(Entries shown)
-- Opening Marker --
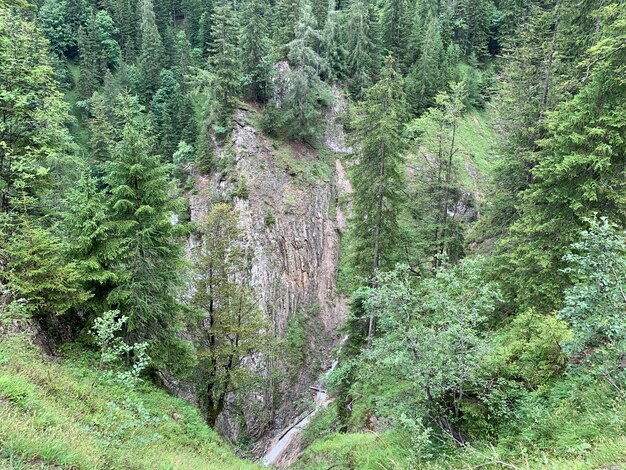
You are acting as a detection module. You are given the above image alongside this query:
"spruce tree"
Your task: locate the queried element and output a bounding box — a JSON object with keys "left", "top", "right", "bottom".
{"left": 102, "top": 94, "right": 187, "bottom": 355}
{"left": 320, "top": 0, "right": 346, "bottom": 81}
{"left": 406, "top": 18, "right": 447, "bottom": 114}
{"left": 408, "top": 82, "right": 468, "bottom": 270}
{"left": 209, "top": 0, "right": 240, "bottom": 127}
{"left": 192, "top": 203, "right": 267, "bottom": 426}
{"left": 112, "top": 0, "right": 140, "bottom": 59}
{"left": 273, "top": 0, "right": 299, "bottom": 57}
{"left": 380, "top": 0, "right": 411, "bottom": 69}
{"left": 78, "top": 11, "right": 121, "bottom": 98}
{"left": 498, "top": 4, "right": 626, "bottom": 311}
{"left": 240, "top": 0, "right": 272, "bottom": 101}
{"left": 350, "top": 56, "right": 406, "bottom": 338}
{"left": 345, "top": 0, "right": 379, "bottom": 97}
{"left": 138, "top": 0, "right": 166, "bottom": 99}
{"left": 279, "top": 0, "right": 326, "bottom": 141}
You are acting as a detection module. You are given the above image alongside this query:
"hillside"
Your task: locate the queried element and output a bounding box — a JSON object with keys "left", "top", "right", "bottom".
{"left": 2, "top": 0, "right": 626, "bottom": 469}
{"left": 0, "top": 333, "right": 260, "bottom": 470}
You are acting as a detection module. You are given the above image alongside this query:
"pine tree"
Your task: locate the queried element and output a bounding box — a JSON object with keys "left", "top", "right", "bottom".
{"left": 138, "top": 0, "right": 166, "bottom": 100}
{"left": 0, "top": 7, "right": 71, "bottom": 218}
{"left": 240, "top": 0, "right": 272, "bottom": 101}
{"left": 2, "top": 218, "right": 91, "bottom": 318}
{"left": 405, "top": 18, "right": 447, "bottom": 114}
{"left": 78, "top": 11, "right": 121, "bottom": 98}
{"left": 209, "top": 0, "right": 240, "bottom": 127}
{"left": 151, "top": 69, "right": 192, "bottom": 160}
{"left": 88, "top": 91, "right": 116, "bottom": 165}
{"left": 273, "top": 0, "right": 299, "bottom": 57}
{"left": 350, "top": 56, "right": 407, "bottom": 338}
{"left": 497, "top": 3, "right": 626, "bottom": 311}
{"left": 112, "top": 0, "right": 140, "bottom": 58}
{"left": 408, "top": 82, "right": 468, "bottom": 270}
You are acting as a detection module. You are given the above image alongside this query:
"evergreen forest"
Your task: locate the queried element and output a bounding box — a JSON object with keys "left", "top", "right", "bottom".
{"left": 0, "top": 0, "right": 625, "bottom": 468}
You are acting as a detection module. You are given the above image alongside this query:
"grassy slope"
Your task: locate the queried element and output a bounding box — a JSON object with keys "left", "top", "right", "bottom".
{"left": 295, "top": 378, "right": 626, "bottom": 470}
{"left": 0, "top": 334, "right": 261, "bottom": 470}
-- Closing Marker --
(Activity) Would you write out every record word for word, leaving no picture in?

(Result for this exercise)
You are acting as a detection module. You are given the above image alongside this query:
"spruce tree"
Your task: locate the queried element and output a bounding box — a JSON object with keys "left", "top", "right", "bottom".
{"left": 102, "top": 94, "right": 187, "bottom": 355}
{"left": 320, "top": 0, "right": 346, "bottom": 81}
{"left": 406, "top": 18, "right": 447, "bottom": 114}
{"left": 408, "top": 82, "right": 468, "bottom": 270}
{"left": 209, "top": 0, "right": 240, "bottom": 127}
{"left": 192, "top": 203, "right": 267, "bottom": 426}
{"left": 112, "top": 0, "right": 140, "bottom": 59}
{"left": 273, "top": 0, "right": 299, "bottom": 57}
{"left": 380, "top": 0, "right": 411, "bottom": 69}
{"left": 78, "top": 11, "right": 121, "bottom": 98}
{"left": 498, "top": 4, "right": 626, "bottom": 311}
{"left": 240, "top": 0, "right": 272, "bottom": 101}
{"left": 350, "top": 56, "right": 406, "bottom": 338}
{"left": 345, "top": 0, "right": 379, "bottom": 97}
{"left": 138, "top": 0, "right": 166, "bottom": 99}
{"left": 279, "top": 0, "right": 326, "bottom": 141}
You are acting as a detection module. You are given the above image alongside this query:
"hillside"
Your task: locate the queried element and output a bounding box — a JSON object with keys "left", "top", "right", "bottom".
{"left": 2, "top": 0, "right": 626, "bottom": 469}
{"left": 0, "top": 333, "right": 260, "bottom": 470}
You are acting as a detection module. You are given the above image alongside this query:
"pine tree"
Your task: locate the queried element and output a bounding box — a JSON object with keys "left", "top", "right", "bottom".
{"left": 138, "top": 0, "right": 166, "bottom": 100}
{"left": 0, "top": 7, "right": 71, "bottom": 218}
{"left": 240, "top": 0, "right": 272, "bottom": 101}
{"left": 2, "top": 218, "right": 91, "bottom": 318}
{"left": 405, "top": 18, "right": 447, "bottom": 114}
{"left": 78, "top": 11, "right": 121, "bottom": 98}
{"left": 209, "top": 0, "right": 240, "bottom": 127}
{"left": 151, "top": 69, "right": 192, "bottom": 160}
{"left": 88, "top": 91, "right": 116, "bottom": 165}
{"left": 273, "top": 0, "right": 299, "bottom": 57}
{"left": 350, "top": 56, "right": 407, "bottom": 338}
{"left": 497, "top": 3, "right": 626, "bottom": 311}
{"left": 112, "top": 0, "right": 140, "bottom": 58}
{"left": 408, "top": 82, "right": 468, "bottom": 270}
You are acting as a detection module. You are given the above image alongside this query:
"evergreen forest"
Your task: locate the queried element and output a bounding box — a JSON object with keys "left", "top", "right", "bottom".
{"left": 0, "top": 0, "right": 625, "bottom": 468}
You are acting as a detection module. You are given the above image alongside this query:
"grassy slope"
Your task: locate the queried element and output a bounding box — a JSON object with keys "left", "top", "right", "bottom".
{"left": 295, "top": 378, "right": 626, "bottom": 470}
{"left": 0, "top": 334, "right": 261, "bottom": 470}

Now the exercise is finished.